*Prompt*:
Extend the opinion column below on the Republican presidential candidates and Iran, picking up after its final paragraph.

— START OF Selected excerpt —

Unless Ron Paul somehow wins the nomination, it looks as if a vote for the Republican presidential candidate this fall will be a vote for war with Iran.
No other conclusion can be drawn from parsing the candidates’ public remarks. Paul, of course, is basically an isolationist who believes it is none of our business if Iran wants to build nuclear weapons. He questions even the use of sanctions, such as those now in force. But Paul has about as much chance of winning the GOP nomination as I do.
Mitt Romney, Rick Santorum and Newt Gingrich have all sought to portray President Obamaas weak on national security — a traditional Republican line of attack. They have tried to accuse Obama of being insufficiently committed to Israel’s defense. In the process, they’ve made bellicose pledges about Iran that almost surely would lead straight to conflict.
Santorum’s apocalyptic rhetoric about Iran practically takes for granted an imminent clash. Gingrich would essentially abdicate the decision to Israeli leaders, giving them the green light for an attack whenever they choose.
Romney, the likely nominee, has been somewhat more circumspect — and less forthright. He published an op-ed in The Post this week blasting Obama’s foreign policy as “feckless” and promising that, under a Romney administration, things would be different. He then went on to outline the steps he would take in dealing with Iran — most of which turn out to be steps Obama has already taken.

— END OF Selected excerpt —
— START OF Data provided —

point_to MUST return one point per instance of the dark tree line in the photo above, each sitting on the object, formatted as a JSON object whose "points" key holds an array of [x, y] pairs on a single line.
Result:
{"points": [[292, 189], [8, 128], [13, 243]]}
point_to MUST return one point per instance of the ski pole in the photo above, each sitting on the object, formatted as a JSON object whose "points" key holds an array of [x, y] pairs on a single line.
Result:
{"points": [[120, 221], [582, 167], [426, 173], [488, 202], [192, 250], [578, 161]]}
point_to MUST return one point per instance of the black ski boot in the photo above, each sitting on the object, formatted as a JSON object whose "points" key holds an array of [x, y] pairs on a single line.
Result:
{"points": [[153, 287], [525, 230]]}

— END OF Data provided —
— START OF Data provided —

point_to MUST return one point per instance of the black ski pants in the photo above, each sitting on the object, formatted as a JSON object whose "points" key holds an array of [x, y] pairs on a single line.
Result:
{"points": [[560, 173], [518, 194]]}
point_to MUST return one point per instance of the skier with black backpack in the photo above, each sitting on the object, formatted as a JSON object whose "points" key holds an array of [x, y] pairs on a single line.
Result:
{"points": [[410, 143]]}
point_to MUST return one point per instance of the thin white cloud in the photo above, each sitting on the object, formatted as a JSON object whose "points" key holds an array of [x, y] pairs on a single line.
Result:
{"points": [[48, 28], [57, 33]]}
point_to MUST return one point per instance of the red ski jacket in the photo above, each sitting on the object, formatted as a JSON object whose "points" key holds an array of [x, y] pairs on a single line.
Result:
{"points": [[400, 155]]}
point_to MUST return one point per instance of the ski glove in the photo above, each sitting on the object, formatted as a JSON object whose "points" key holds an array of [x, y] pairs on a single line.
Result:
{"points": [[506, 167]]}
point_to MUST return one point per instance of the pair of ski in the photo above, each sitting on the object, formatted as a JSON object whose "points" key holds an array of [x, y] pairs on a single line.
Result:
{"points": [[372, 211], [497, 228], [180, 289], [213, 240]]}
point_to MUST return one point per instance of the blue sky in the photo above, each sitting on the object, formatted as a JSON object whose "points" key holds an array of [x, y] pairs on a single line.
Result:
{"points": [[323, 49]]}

— END OF Data provided —

*Output of the exercise*:
“I will press for ever-tightening sanctions.” Check. “I will speak out on behalf of the cause of democracy in Iran and support Iranian dissidents.” Check. “I will make clear that America’s commitment to Israel’s security and survival is absolute.” Check. “I will buttress my diplomacy with a military option.” Check.
Romney’s only new initiatives would be to make Jerusalem the destination of his first foreign trip and to deploy an additional aircraft carrier group in the region. I imagine the intent would be to show Iranian leaders that they are isolated and under siege, but I think they get that already.
In a speech to the American Israel Public Affairs Committee — a pro-Israel lobbying group — Romney was much more specific in establishing his bottom line: “We must not allow Iran to have the bomb or the capacity to make a bomb.” It is difficult to imagine how this statement can lead anywhere but to war.
U.S. policy under Obama — and previous administrations — has been that it is “unacceptable” for Iran to have nuclear weapons. The clear implication is that, while military force is an option that could be employed at any time, including the present, force will be employed if Iran tries to make a bomb.
To say that Iran must never have “the capacity to make a bomb,” as Romney does, is to draw a line that has already been crossed.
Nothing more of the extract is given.